- [WHAT THE TASK ASKS]: Everything from the line that contains "fish in this photo." to the end of the records below, both lines included, should be transcribed exactly and returned alone.

BEGIN DATA FOR REVIEW

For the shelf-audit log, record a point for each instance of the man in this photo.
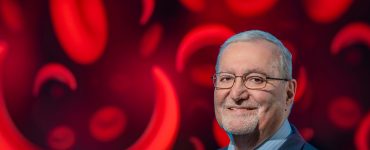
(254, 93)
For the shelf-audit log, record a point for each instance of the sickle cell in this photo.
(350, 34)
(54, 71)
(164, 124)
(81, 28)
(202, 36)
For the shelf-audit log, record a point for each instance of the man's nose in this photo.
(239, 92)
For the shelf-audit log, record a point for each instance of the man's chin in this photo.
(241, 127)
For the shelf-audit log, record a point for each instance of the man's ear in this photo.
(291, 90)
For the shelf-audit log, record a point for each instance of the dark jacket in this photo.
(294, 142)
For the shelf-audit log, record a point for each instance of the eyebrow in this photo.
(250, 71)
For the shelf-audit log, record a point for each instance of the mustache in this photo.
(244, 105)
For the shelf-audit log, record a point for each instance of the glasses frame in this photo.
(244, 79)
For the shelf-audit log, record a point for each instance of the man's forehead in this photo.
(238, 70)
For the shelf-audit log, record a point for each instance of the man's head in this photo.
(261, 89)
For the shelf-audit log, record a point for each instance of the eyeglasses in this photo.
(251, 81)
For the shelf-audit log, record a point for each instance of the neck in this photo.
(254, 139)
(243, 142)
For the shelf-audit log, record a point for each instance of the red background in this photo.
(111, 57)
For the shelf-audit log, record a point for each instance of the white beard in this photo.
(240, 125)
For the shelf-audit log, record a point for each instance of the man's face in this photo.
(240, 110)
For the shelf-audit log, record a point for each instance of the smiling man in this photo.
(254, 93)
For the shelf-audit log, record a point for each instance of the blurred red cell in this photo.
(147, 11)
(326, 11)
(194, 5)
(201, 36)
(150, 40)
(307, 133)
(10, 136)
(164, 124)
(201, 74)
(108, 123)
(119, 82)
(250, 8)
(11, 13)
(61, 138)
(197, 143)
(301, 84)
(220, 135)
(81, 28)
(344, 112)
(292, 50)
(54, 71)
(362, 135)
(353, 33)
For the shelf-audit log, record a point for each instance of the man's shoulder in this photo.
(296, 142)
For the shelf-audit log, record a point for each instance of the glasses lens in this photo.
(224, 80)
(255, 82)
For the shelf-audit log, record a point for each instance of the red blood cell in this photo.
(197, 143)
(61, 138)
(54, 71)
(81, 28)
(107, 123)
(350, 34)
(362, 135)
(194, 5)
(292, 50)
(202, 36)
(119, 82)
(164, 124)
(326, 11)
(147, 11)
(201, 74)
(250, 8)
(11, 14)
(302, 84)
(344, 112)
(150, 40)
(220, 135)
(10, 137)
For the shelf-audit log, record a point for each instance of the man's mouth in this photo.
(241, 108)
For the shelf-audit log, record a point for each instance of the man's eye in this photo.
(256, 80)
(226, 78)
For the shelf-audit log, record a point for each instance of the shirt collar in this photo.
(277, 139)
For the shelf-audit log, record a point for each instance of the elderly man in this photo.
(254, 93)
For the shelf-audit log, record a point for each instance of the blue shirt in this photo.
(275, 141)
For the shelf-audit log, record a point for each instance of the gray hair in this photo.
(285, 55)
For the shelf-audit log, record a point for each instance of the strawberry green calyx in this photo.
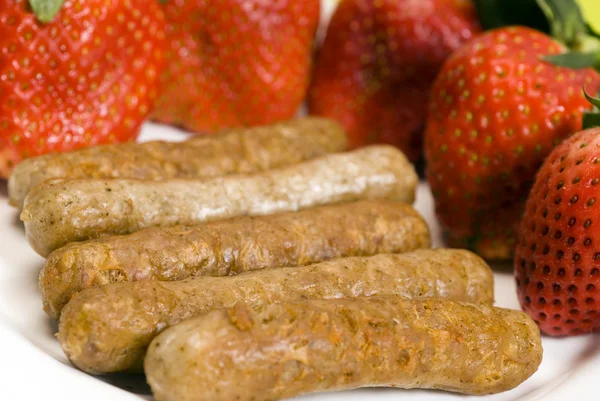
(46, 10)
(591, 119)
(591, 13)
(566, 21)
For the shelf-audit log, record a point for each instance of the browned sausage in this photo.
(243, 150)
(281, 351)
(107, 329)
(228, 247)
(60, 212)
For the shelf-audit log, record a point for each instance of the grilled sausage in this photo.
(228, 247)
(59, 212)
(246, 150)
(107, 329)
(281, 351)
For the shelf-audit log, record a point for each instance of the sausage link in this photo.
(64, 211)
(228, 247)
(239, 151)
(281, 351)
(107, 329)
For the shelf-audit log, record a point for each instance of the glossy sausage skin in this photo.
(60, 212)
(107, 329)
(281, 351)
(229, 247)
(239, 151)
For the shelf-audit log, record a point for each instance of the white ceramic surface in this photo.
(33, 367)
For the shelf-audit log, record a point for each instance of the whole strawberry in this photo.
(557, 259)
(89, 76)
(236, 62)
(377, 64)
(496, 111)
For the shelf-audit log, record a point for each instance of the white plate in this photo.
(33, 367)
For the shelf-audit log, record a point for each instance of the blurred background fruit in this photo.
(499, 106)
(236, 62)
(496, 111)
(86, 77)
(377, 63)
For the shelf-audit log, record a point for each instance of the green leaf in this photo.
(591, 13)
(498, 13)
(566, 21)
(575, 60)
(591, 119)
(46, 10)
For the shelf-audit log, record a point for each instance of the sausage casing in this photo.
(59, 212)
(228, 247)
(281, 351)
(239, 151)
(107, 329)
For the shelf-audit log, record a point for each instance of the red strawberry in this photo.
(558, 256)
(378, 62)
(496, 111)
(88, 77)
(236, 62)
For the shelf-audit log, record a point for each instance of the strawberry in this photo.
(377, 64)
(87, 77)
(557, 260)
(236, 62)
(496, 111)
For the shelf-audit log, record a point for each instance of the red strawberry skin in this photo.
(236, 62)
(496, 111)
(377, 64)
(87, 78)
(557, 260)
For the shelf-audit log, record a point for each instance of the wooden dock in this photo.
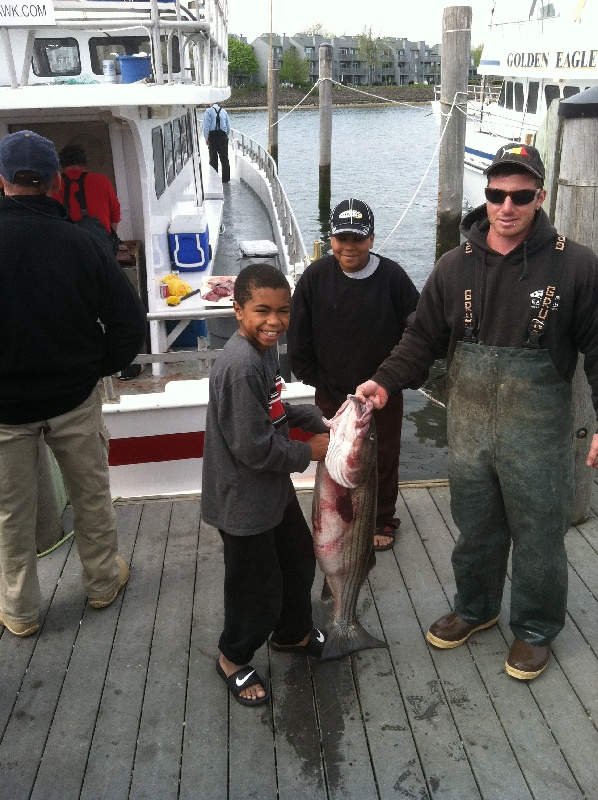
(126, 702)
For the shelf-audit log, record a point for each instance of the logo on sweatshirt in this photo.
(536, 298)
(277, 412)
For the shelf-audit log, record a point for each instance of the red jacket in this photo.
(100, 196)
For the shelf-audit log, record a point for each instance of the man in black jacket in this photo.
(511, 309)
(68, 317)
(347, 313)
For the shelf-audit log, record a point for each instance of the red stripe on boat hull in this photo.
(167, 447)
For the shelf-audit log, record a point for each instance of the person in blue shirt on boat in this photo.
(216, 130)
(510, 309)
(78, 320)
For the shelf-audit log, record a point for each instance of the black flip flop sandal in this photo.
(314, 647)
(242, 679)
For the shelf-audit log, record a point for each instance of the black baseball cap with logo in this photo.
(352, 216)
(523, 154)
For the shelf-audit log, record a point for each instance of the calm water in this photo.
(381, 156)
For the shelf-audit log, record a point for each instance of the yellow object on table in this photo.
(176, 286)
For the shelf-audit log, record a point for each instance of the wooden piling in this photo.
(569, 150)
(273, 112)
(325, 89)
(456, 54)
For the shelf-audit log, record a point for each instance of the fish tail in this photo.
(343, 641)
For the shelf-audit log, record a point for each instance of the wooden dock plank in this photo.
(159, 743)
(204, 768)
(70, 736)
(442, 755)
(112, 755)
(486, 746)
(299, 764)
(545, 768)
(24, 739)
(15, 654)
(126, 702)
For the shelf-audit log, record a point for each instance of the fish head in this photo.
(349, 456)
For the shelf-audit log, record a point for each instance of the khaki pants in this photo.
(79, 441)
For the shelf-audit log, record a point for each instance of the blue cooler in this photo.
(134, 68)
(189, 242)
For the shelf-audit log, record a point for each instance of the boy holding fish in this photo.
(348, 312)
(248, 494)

END DATA FOR REVIEW

- [WRITTEN ANSWER]:
For the shelf-audit log, record a point for each instance of the boy holding fish in this photo.
(348, 312)
(248, 494)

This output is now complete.